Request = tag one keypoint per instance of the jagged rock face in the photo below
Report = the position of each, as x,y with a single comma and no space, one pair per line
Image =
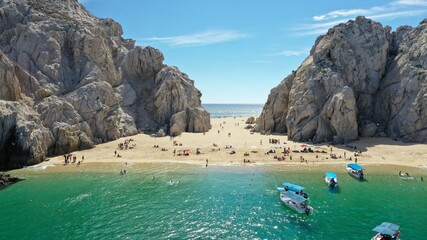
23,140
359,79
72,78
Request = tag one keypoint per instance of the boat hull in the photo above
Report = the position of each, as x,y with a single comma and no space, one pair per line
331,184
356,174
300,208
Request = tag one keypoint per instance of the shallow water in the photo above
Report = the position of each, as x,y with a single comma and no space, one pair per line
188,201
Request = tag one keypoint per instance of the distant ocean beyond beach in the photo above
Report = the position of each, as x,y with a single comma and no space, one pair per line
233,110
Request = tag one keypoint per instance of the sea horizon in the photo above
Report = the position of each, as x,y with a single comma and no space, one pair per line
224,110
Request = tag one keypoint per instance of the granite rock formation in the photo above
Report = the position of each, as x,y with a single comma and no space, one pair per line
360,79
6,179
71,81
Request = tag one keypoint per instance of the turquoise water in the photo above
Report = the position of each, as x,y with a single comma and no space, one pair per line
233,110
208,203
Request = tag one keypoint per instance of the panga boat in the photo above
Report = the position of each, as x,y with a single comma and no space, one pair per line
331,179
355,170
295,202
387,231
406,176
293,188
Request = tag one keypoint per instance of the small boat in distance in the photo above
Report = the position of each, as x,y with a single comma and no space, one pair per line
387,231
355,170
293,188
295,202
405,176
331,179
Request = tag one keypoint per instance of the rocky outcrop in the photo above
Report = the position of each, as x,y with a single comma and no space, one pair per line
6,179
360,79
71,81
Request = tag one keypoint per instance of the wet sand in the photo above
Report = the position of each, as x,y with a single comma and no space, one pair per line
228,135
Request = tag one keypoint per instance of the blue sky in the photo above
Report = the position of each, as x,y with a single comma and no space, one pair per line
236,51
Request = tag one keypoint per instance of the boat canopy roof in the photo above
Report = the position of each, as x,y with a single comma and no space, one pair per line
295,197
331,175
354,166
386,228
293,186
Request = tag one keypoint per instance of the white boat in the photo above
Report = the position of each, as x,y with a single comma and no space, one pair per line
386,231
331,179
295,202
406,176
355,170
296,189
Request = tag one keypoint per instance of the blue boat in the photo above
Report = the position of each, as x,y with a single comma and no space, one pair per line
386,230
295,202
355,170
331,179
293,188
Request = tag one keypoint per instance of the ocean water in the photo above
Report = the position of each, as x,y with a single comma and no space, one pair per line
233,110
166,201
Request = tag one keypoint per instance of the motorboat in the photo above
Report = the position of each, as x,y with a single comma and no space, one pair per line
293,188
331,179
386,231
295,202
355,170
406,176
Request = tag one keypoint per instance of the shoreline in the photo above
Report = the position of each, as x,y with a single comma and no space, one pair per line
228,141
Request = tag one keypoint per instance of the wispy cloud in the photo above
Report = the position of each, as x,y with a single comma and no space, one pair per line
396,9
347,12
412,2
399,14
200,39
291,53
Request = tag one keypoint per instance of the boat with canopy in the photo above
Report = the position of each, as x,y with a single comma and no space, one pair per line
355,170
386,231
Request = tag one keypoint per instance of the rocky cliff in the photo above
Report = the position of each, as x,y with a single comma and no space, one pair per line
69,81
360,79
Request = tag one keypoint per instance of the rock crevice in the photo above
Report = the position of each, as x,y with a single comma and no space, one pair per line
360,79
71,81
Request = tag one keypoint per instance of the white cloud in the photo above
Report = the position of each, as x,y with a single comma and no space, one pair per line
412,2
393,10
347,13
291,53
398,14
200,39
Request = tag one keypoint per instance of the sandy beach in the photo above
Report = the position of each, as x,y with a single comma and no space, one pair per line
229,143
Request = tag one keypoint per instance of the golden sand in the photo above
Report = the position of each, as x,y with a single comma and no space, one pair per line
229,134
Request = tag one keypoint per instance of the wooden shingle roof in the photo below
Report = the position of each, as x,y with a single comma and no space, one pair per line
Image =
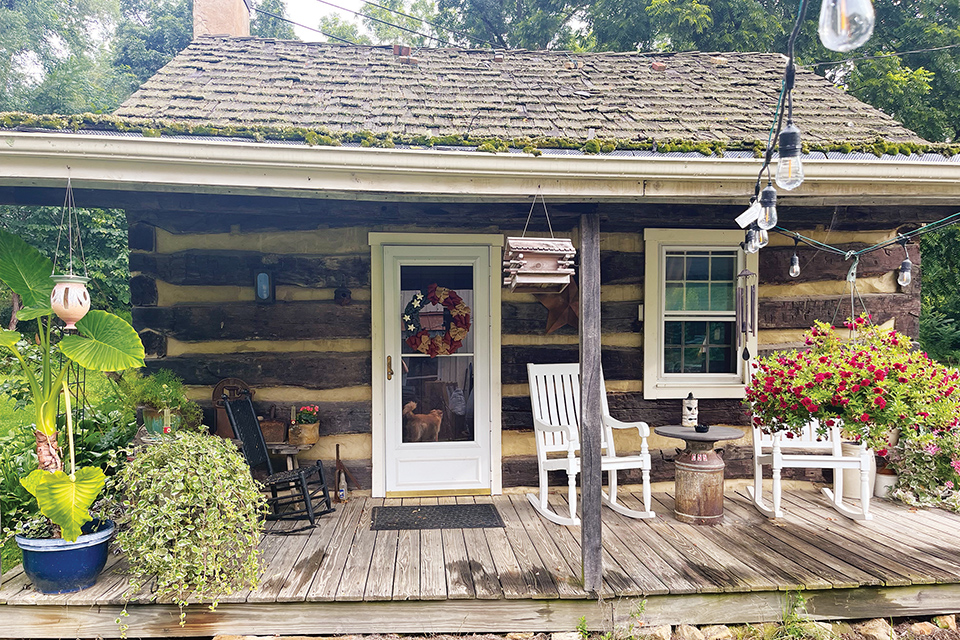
= = = = = = =
#### GIVEN PROBLEM
Copy out the entries verbatim and leave the images out.

#### WRITTEN SOLUTION
Request = tag one keypoint per instance of the jagged rock face in the photo below
Report = the position of each, as x,y with a single comma and no space, one pair per line
Image =
23,140
359,79
72,78
Request = tag one keypoint per instance of the boat hull in the photo above
Report = the position of each, as x,y with a single comma and no space, one pair per line
331,184
356,174
300,208
Request = tag one keypoint per instance of the shallow water in the photo above
Report = the position of each, as x,y with a single comma and no space, one pair per line
188,201
Request = tag one keypoint per instance of the distant ocean beyond beach in the photo above
Report = the position of each, as x,y with a single comma and no space, one pair per line
233,110
Request = tag one keypoint per instance of the sea horizon in the photo above
Report = the position of each, as x,y with a single comma and no space, one pair per line
224,110
Request = tag one keypoint per instance of the granite rock formation in the photo above
Report = the position of each, as x,y with a single comma and no space, one pair per line
360,79
6,179
71,81
Request = tag one keypoint per instance of the turquoise water in the photo above
Report = the position of each, as x,y with a single comma and no space, one pair per line
233,110
208,203
Request = tag one keypoint per instance of the panga boat in the photo above
Report = the position of each, as x,y with a single comma and no space, one pair per line
331,179
355,170
295,202
387,231
406,176
293,188
Request = tag one keypoint per instance of the small boat in distance in the photo above
Report = the position of each, as x,y with a single comma and no space, one pair per line
387,231
355,170
293,188
295,202
405,176
331,179
Request = tag one keypoint per instance of the rocky outcrop in the photo above
Report = the position of each, as x,y with a single comma and no space, one pair per line
6,179
360,79
71,81
Request = tag one keypoint per instance of the wet sand in the photo above
Report = the position of each, as x,y with a single comma and no space, one pair per line
228,135
Request = tag one keypoint per instance of the blue sky in the photo above
Report = the position of each, as x,y with a single comma and no space, one pair per line
236,51
Request = tag one keypoint per instance of the boat canopy roof in the photo above
Report = the position of each, as x,y with a single comma and no space, one pair per line
295,197
331,175
354,166
386,228
293,186
Request = tag one keypoint per instance of the white boat in the photo above
Report = the position of each, as x,y with a single comma and no space, one pair per line
386,231
331,179
295,202
406,176
355,170
296,189
Request = tag one keypoint per instance of the blue boat in the photo above
Report = the position of each, as x,y with a single comma and no space, one pair per line
386,230
295,202
355,170
331,179
293,188
Request = tag one keypoint per instance of the ocean water in the photo above
Report = the position of each, as x,y with a single comma and no space, one pair per line
233,110
166,201
Request = tag one keypoint per instance of the motorboat in the photo above
Report = the position of each, as x,y with a single comma and no space, one pair per line
293,188
331,179
386,231
295,202
355,170
406,176
Request = tag one keypoint per instance of the shoreline in the photo above
Report = the position of each, as x,y with a single comma and no space, one pair per line
228,141
Request = tag one keypoint per instance of the wispy cloud in the photo above
Report = the position of each, as x,y with a single comma and no space, one pair per line
396,9
347,12
412,2
399,14
200,39
291,53
Request = tag one keypoint per instance of the boat with canopy in the photo above
Report = the position of each, as x,y with a single comma and no space, one pair per line
355,170
386,231
Request = tag one keypoint per instance of the rocky cliff in the photo above
Report = the position of each, as x,y with a single comma and no space, one pair per line
69,81
360,79
Request = tag one keypoint per instance of the rock crevice in the photo above
Report = the position of each, as x,y with a single comma and no space, one pair per line
360,79
71,81
Request = tag one keypoint per instance of the white cloud in the photo above
Report = the position of each, as x,y with a single comma and no space, one pair per line
412,2
393,10
347,13
291,53
398,14
200,39
Request = tag one keypoint per instance of the sandy beach in the photo above
Report = the position of each, as x,y with a single comma and no space, one pair per line
229,143
Request = tag one keypoint per instance of the golden sand in the photo above
Report = the position of each, as x,y with a single comma and no space, one pair per line
229,134
Request = tag one keypoint per instance of the wooden shingle roof in the photo below
Report = the position of each, as x,y with a single comma and no space, one pair per line
Image =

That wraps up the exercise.